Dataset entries
----------------------------------------

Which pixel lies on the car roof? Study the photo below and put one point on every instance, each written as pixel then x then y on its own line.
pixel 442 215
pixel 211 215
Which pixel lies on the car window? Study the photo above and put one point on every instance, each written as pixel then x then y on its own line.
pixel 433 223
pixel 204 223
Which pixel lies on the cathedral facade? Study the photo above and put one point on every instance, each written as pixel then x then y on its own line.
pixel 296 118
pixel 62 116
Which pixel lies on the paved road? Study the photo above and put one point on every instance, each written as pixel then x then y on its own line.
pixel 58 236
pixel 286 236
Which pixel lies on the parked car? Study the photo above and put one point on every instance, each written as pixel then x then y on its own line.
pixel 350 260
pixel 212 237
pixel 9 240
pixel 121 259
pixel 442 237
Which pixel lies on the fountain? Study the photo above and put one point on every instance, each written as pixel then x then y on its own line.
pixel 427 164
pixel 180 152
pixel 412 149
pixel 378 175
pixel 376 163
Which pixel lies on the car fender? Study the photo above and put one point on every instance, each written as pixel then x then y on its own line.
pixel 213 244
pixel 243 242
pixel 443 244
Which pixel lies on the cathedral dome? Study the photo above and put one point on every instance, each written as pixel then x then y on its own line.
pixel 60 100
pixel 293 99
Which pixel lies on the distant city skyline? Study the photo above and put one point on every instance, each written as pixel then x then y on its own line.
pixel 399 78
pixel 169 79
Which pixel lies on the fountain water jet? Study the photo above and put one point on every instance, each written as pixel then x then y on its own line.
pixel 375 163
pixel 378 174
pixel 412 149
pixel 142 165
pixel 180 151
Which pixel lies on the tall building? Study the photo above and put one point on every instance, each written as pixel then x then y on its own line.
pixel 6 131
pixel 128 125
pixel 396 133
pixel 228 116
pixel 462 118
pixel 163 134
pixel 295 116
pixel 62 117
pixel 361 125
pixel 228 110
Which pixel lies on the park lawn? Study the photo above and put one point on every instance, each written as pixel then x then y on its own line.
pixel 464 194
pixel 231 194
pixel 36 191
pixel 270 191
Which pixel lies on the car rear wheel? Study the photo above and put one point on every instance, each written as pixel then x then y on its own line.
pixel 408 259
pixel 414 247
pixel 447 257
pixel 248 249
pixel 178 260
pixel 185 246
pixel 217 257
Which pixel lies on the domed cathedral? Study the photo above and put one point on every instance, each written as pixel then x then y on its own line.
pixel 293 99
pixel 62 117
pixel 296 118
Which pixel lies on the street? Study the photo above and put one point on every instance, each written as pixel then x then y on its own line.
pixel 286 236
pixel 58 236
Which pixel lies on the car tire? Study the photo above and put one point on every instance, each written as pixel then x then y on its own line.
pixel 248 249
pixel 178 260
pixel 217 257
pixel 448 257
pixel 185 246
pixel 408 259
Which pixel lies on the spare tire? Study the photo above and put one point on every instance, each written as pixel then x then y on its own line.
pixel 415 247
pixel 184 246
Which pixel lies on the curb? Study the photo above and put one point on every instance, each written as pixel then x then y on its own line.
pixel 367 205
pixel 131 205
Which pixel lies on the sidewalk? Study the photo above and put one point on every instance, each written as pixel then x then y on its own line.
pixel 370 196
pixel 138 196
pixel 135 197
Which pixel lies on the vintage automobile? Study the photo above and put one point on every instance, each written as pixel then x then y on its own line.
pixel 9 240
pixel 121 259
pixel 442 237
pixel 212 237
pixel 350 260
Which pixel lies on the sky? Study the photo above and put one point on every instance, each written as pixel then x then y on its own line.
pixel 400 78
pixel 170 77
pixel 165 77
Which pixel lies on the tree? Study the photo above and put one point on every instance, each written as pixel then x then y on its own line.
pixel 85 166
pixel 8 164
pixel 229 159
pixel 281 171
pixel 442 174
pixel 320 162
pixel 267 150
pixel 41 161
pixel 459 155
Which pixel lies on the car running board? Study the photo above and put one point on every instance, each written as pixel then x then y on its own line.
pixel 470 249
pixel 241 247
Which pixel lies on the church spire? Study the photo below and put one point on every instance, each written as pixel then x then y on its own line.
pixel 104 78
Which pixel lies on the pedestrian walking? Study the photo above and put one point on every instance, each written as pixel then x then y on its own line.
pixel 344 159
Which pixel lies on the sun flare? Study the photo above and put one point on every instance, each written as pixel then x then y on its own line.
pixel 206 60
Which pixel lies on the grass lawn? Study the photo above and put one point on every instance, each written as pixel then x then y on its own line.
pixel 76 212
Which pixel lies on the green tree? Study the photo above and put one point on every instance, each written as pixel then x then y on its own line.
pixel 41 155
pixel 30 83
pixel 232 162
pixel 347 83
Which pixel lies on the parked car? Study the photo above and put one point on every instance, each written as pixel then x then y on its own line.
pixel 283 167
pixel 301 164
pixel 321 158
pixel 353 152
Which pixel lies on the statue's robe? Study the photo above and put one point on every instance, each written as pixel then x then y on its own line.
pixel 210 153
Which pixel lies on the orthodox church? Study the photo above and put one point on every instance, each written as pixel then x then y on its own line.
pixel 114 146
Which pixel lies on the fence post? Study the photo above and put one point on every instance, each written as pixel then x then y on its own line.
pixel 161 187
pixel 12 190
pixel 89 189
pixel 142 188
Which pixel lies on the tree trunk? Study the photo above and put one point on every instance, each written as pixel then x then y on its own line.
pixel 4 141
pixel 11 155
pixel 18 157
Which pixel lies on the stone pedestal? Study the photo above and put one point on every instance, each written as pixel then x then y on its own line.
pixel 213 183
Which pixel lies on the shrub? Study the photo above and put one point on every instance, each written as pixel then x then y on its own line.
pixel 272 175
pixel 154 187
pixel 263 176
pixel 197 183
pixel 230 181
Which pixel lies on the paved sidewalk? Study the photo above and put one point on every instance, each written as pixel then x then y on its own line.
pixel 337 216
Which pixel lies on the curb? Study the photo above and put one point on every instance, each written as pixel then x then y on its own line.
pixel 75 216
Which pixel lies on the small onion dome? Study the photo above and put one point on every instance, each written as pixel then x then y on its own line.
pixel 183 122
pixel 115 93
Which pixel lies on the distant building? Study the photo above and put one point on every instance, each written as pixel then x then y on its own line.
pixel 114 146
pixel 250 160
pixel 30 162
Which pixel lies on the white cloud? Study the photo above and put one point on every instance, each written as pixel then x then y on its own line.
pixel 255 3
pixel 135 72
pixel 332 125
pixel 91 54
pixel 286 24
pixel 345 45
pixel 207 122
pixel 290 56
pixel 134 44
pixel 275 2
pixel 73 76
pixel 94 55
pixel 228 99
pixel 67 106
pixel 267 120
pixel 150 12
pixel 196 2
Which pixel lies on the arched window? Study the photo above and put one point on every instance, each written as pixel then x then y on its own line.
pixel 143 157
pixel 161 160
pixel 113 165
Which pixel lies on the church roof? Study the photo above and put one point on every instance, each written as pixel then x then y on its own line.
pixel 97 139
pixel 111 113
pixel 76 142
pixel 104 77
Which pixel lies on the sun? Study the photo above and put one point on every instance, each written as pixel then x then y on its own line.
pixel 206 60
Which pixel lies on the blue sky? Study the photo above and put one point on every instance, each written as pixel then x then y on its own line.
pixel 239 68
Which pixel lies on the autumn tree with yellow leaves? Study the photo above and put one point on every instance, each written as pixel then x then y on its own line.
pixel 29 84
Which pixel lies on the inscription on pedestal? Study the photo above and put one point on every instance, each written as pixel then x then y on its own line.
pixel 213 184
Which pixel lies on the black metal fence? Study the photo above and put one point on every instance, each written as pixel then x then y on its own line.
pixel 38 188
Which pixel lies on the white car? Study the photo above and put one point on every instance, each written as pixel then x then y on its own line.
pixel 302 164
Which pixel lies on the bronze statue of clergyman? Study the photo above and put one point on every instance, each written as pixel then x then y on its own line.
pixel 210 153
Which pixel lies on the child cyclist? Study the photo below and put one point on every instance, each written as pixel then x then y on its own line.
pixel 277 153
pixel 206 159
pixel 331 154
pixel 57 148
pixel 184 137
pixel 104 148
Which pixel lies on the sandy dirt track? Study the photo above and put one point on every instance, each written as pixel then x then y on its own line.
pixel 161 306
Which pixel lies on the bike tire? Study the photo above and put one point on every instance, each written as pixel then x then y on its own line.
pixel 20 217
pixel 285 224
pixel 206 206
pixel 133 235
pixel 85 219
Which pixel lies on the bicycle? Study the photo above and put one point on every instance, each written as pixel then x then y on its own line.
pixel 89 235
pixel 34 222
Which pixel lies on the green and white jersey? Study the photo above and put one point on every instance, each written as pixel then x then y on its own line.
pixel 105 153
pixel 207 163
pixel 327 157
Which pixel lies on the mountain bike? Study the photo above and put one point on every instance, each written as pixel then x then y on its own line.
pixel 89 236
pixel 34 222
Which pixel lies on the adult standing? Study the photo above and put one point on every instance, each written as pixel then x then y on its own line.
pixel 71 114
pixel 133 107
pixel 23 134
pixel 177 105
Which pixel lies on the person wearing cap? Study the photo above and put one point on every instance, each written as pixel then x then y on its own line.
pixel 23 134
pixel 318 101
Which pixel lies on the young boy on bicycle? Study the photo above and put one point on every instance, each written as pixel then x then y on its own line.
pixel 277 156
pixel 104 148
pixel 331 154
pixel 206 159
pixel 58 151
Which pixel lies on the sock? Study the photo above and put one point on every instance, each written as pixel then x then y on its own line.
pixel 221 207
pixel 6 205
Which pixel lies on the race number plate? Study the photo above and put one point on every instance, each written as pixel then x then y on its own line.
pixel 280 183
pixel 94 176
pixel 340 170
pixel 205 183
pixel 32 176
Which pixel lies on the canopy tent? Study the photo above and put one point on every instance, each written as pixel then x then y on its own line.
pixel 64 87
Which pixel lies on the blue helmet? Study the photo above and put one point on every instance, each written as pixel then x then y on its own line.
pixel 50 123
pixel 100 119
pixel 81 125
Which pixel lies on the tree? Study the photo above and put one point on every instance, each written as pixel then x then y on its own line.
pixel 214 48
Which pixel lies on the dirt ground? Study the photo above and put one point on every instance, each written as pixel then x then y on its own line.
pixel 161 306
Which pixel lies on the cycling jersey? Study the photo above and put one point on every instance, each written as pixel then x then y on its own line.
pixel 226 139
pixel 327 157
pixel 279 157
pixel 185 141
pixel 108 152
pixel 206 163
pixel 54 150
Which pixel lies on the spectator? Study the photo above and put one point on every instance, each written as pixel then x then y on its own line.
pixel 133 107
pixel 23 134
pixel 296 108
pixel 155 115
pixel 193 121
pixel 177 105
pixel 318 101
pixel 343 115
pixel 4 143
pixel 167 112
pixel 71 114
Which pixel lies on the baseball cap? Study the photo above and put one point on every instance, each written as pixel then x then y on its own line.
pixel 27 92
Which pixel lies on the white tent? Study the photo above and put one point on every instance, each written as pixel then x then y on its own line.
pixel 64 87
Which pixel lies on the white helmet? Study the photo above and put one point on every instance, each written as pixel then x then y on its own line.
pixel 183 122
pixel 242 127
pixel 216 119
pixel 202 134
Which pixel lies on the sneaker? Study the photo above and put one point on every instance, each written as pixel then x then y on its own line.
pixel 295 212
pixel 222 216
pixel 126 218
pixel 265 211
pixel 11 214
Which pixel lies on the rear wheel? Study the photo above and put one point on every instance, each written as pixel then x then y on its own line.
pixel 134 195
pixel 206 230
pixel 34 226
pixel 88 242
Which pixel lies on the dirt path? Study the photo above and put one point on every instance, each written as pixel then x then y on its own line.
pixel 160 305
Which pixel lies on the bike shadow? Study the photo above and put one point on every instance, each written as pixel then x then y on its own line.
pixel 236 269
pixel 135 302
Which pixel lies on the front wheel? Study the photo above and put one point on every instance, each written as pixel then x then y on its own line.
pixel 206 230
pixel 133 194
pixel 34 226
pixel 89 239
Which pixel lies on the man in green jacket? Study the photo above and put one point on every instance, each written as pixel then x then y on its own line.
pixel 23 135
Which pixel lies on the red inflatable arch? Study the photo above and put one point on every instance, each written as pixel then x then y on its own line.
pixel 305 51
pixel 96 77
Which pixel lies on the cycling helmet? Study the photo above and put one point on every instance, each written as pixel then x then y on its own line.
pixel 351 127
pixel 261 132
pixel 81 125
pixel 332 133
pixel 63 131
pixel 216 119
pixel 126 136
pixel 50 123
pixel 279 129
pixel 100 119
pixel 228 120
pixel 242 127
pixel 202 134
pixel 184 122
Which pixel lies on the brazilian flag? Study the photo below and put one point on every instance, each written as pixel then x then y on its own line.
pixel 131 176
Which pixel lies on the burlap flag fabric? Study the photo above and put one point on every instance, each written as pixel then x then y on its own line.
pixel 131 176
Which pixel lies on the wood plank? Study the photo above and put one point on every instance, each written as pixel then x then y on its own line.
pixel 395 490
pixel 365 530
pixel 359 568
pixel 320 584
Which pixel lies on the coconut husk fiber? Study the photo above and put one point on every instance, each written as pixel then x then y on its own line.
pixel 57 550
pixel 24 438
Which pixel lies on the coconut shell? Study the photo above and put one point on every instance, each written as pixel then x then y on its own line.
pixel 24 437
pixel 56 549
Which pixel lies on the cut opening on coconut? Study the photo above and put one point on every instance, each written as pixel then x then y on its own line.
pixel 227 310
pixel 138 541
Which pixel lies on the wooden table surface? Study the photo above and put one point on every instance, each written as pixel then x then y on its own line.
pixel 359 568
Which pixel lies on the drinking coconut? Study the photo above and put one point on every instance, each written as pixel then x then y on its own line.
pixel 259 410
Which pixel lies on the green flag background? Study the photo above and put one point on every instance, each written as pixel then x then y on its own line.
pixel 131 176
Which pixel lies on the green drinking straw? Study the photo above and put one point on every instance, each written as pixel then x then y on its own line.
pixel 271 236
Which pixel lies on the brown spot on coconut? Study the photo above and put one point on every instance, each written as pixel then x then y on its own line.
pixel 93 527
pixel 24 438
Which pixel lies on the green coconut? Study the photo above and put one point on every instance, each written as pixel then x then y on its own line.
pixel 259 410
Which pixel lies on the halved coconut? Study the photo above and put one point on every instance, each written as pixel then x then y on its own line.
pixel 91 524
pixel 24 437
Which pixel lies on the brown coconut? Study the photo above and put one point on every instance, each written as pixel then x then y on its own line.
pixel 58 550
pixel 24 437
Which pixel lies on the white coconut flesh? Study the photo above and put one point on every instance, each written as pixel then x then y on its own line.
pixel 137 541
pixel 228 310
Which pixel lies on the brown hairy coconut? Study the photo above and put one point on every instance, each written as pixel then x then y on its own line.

----------------------------------------

What is required
Please reproduce, word for word, the lines from the one containing "Which pixel lies on the white car?" through the one containing "pixel 58 151", with both of those lines included.

Correct result
Which pixel lies on the white car? Study the photo above and put one point on every instance, each written as pixel then x then y on its own line.
pixel 302 164
Which pixel lies on the bronze statue of clergyman? Study the photo above and put one point on every instance, each written as pixel then x then y on its own line.
pixel 210 153
Which pixel lies on the child cyclist? Study the photo below and put one point on every instance, each written as pixel then x then y on its own line.
pixel 277 153
pixel 206 159
pixel 331 154
pixel 57 148
pixel 184 137
pixel 104 148
Which pixel lies on the sandy dirt track? Study the photo above and put one point on every instance, each written as pixel then x then y on its own line.
pixel 161 306
Which pixel lies on the bike tire? Study the photo above and put one point on every instance, each written as pixel then x then y on its own line.
pixel 20 217
pixel 285 224
pixel 206 206
pixel 133 235
pixel 85 219
Which pixel lies on the bicycle? Study the photo above and put one point on every instance, each written as pixel then x then y on its own line.
pixel 89 235
pixel 34 222
Which pixel lies on the green and white jersey? Study the photo above and put one point on every instance, each written as pixel then x then y on its own line.
pixel 105 153
pixel 207 163
pixel 327 157
Which pixel lies on the mountain bike? Study the photo above and put one point on every instance, each written as pixel then x then y on its own line.
pixel 89 236
pixel 34 222
Which pixel lies on the adult standing? Study the photo above and put one point on every instance, each written as pixel then x then y on its own line.
pixel 71 114
pixel 133 107
pixel 23 134
pixel 177 105
Which pixel lies on the person wearing cap? Study the photo above and put one point on every instance, each written as pixel then x then y on its own line.
pixel 23 134
pixel 318 101
Which pixel lies on the young boy on bicycle? Study the photo above and put one point on every instance, each written as pixel then x then y on its own line.
pixel 277 156
pixel 104 148
pixel 331 154
pixel 206 159
pixel 58 151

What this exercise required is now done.